> _Given request_
Display each line in the rows below that contains the word "grain", reproducing every such line in full. Case counts, so a line qualifies only when its capitalization matches.

> _The input_
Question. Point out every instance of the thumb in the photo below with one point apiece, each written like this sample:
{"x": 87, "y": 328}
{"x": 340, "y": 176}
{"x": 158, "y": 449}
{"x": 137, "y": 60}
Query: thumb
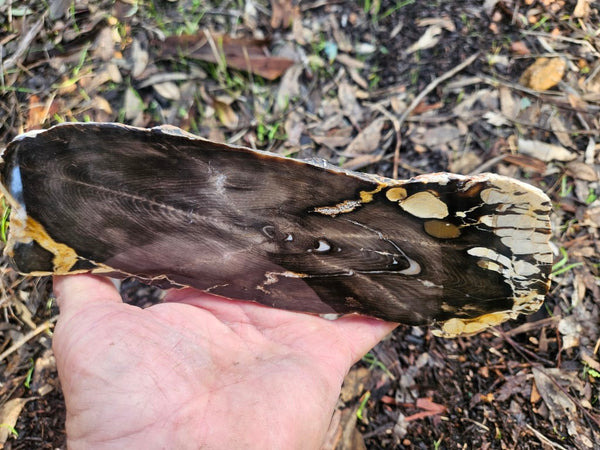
{"x": 76, "y": 292}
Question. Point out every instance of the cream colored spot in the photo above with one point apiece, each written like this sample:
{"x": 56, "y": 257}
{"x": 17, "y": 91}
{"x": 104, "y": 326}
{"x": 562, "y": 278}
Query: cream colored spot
{"x": 345, "y": 207}
{"x": 367, "y": 196}
{"x": 64, "y": 256}
{"x": 425, "y": 205}
{"x": 441, "y": 229}
{"x": 396, "y": 194}
{"x": 458, "y": 327}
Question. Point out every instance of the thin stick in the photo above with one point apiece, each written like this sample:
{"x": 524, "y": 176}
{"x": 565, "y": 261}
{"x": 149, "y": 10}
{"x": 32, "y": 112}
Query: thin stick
{"x": 417, "y": 100}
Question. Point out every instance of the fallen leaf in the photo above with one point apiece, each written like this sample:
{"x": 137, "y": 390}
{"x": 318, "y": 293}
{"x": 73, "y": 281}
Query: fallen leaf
{"x": 238, "y": 53}
{"x": 283, "y": 13}
{"x": 582, "y": 171}
{"x": 526, "y": 162}
{"x": 37, "y": 113}
{"x": 582, "y": 9}
{"x": 140, "y": 58}
{"x": 429, "y": 39}
{"x": 543, "y": 151}
{"x": 133, "y": 105}
{"x": 350, "y": 106}
{"x": 436, "y": 137}
{"x": 544, "y": 73}
{"x": 289, "y": 87}
{"x": 367, "y": 140}
{"x": 226, "y": 114}
{"x": 496, "y": 119}
{"x": 167, "y": 90}
{"x": 519, "y": 48}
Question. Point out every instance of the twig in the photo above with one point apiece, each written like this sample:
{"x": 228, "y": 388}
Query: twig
{"x": 576, "y": 401}
{"x": 24, "y": 44}
{"x": 419, "y": 98}
{"x": 522, "y": 350}
{"x": 544, "y": 439}
{"x": 40, "y": 329}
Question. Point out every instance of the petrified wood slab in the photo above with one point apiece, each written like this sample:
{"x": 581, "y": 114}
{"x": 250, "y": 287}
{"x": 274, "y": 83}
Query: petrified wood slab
{"x": 176, "y": 210}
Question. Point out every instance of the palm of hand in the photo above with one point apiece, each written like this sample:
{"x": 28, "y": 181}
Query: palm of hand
{"x": 199, "y": 371}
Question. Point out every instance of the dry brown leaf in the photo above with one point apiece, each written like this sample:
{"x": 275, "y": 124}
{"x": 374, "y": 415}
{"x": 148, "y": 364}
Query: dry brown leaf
{"x": 544, "y": 73}
{"x": 429, "y": 39}
{"x": 37, "y": 113}
{"x": 133, "y": 105}
{"x": 238, "y": 53}
{"x": 582, "y": 171}
{"x": 465, "y": 163}
{"x": 350, "y": 106}
{"x": 544, "y": 151}
{"x": 9, "y": 414}
{"x": 226, "y": 114}
{"x": 367, "y": 140}
{"x": 526, "y": 162}
{"x": 289, "y": 87}
{"x": 283, "y": 13}
{"x": 559, "y": 130}
{"x": 167, "y": 90}
{"x": 436, "y": 137}
{"x": 508, "y": 105}
{"x": 139, "y": 57}
{"x": 519, "y": 48}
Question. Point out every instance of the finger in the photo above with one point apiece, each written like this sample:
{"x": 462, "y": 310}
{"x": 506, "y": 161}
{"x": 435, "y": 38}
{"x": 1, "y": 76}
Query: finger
{"x": 74, "y": 292}
{"x": 362, "y": 334}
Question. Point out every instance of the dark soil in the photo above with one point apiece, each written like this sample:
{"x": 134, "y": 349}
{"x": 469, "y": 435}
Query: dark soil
{"x": 95, "y": 60}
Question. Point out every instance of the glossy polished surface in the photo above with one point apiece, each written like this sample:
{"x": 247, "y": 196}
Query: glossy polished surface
{"x": 177, "y": 210}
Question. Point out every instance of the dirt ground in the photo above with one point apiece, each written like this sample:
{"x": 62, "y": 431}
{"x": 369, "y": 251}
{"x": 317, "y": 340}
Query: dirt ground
{"x": 396, "y": 88}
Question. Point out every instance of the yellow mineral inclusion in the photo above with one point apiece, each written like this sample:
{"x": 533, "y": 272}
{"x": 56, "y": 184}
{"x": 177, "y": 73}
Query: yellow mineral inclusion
{"x": 367, "y": 196}
{"x": 396, "y": 194}
{"x": 64, "y": 256}
{"x": 425, "y": 205}
{"x": 441, "y": 229}
{"x": 460, "y": 327}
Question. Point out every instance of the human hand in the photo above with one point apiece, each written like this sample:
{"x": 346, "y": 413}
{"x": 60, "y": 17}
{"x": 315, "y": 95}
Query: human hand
{"x": 199, "y": 371}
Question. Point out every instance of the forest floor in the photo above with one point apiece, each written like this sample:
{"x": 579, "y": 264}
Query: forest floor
{"x": 396, "y": 88}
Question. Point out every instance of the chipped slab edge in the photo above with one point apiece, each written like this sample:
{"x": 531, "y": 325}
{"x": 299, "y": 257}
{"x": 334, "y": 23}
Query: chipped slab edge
{"x": 510, "y": 196}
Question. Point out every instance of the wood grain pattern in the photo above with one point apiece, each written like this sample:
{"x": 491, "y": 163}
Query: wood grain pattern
{"x": 177, "y": 210}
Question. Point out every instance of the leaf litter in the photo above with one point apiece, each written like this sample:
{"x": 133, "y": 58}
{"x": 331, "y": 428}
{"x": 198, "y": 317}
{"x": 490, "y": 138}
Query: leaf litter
{"x": 394, "y": 88}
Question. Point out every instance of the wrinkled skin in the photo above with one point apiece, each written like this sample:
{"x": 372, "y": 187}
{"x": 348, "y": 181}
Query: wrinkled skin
{"x": 199, "y": 371}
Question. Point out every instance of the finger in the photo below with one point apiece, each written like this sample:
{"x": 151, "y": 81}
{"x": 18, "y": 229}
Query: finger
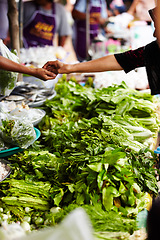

> _Exercise answer_
Question. Point out every instance of the wood grain pattern in the photo above with one point apiece, each written like this sample:
Query: wood grain pattern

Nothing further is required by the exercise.